-- Extract provided follows --
The research is over! This week marked the final presentations for AP Research students and the end of our research projects. After delivering two practice presentations last week under 10 minutes in length (the range we were aiming for was 15-20 minutes), I added another 10 slides to my powerpoint and managed to bring my final presentation up to over 16 minutes. After a morning spent frantically searching for my suit and getting in a few last minute practices, I was relieved to see that I would be giving my presentation in front of only three teachers, two of whom I knew very well.
My presentation went fairly well, and aside from stumbling on my words a few times (say “PCA pump prescription protocol for physicians prescribing pumps to patients” five times fast) and glancing at the clock on the wall every minute or two I think I did as well as I could have. I was well prepared for my oral defense and knew all of my sources by heart, from the information in each source and how it was used to the credibility of each source’s author.
My study’s conclusion, that physicians are not currently doing a sufficient job screening out patients who could suffer ill effects from PCA pump usage, revealed the need for some sort of solution, such as a prescription protocol that physicians could use to properly screen out at-risk patients (my initial planned solution just based on the literature). Asking physicians about the feasibility of such a protocol in a healthcare environment quickly caused me to ditch this solution, as 75% of my respondents believed such a protocol would be an “undue burden” on their work. Thankfully, the short answer questions of my survey allowed me to find an alternative solution to PCA pump prescription errors, increased physician education.
-- Extract provided concluded --
Work instructions:
• 1. Reproduce the section of the AP Research post that opens with the words containing "The research is" and closes with "knew very well.".
• 2. According to the AP Research post, what share of survey respondents thought a prescription protocol would be an "undue burden" on their work?
• 3. Continue the AP Research post from the point where it stops.
The items that come next were taken from a separate source.
-- Supplied material follows --
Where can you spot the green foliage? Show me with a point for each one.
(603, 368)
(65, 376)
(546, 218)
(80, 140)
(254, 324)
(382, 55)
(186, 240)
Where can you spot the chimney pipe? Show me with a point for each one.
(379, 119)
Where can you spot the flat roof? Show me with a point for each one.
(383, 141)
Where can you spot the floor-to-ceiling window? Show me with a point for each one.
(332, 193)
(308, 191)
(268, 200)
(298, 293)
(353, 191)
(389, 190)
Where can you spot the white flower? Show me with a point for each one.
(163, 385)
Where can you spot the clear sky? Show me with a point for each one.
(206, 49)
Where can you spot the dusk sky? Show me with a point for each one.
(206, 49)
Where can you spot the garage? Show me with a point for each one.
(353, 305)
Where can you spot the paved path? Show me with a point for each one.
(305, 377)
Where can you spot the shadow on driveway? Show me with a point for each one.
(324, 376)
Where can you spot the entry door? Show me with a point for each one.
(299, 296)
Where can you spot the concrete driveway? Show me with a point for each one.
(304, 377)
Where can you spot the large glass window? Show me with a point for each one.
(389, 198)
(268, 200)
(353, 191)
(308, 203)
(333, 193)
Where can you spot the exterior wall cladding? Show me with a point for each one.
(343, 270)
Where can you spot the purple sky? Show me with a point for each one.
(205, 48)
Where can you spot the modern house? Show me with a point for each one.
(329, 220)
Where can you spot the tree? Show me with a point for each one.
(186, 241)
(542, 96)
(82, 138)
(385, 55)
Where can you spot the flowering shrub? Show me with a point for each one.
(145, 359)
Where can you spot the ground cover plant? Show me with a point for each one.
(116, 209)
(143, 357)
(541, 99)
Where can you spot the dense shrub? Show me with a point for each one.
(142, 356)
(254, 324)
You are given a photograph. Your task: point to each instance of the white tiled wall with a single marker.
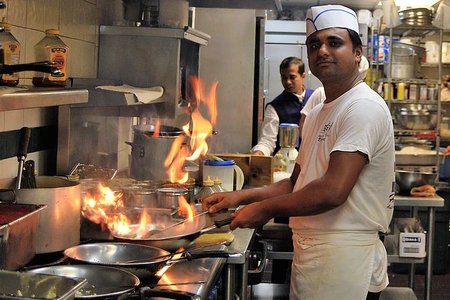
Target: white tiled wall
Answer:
(78, 22)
-- Supplied material concluded --
Written answers:
• 1.
The research is over! This week marked the final presentations for AP Research students and the end of our research projects. After delivering two practice presentations last week under 10 minutes in length (the range we were aiming for was 15-20 minutes), I added another 10 slides to my powerpoint and managed to bring my final presentation up to over 16 minutes. After a morning spent frantically searching for my suit and getting in a few last minute practices, I was relieved to see that I would be giving my presentation in front of only three teachers, two of whom I knew very well.

• 2. 75% of the respondents.

• 3.
After looking further into the solution proposed by my survey respondents, I found that this solution has failed in the past. After already losing my initial solution (a prescription protocol) due to its lack of feasibility, I was determined to find an aspect of increased physician education that could serve as a viable solution. I found that in the early 2000’s, when healthcare organizations first attempted to lower PCA mortality rates with increased education, they took a very passive approach to this education, creating booklets and videos that physicians could choose to seek out if they desired more information about prescribing PCA pumps. Since this attempt at education didn’t work, and many of my survey respondents still continue to call for increased education today, I believe a more active approach to physician education could find more success. This approach, which could consist of mandatory training for PCA pump prescribers and opioid medication providers in general, will hopefully aid physicians in identifying patients who should not be given PCA pumps.
A solution to this problem could save millions of dollars per year for taxpayers, hospitals, and patients and hopefully work to lower the high mortality rate of PCA pump errors, which currently rides at over four times that of any other medication related error.
Thank you for reading my blog posts and following my research!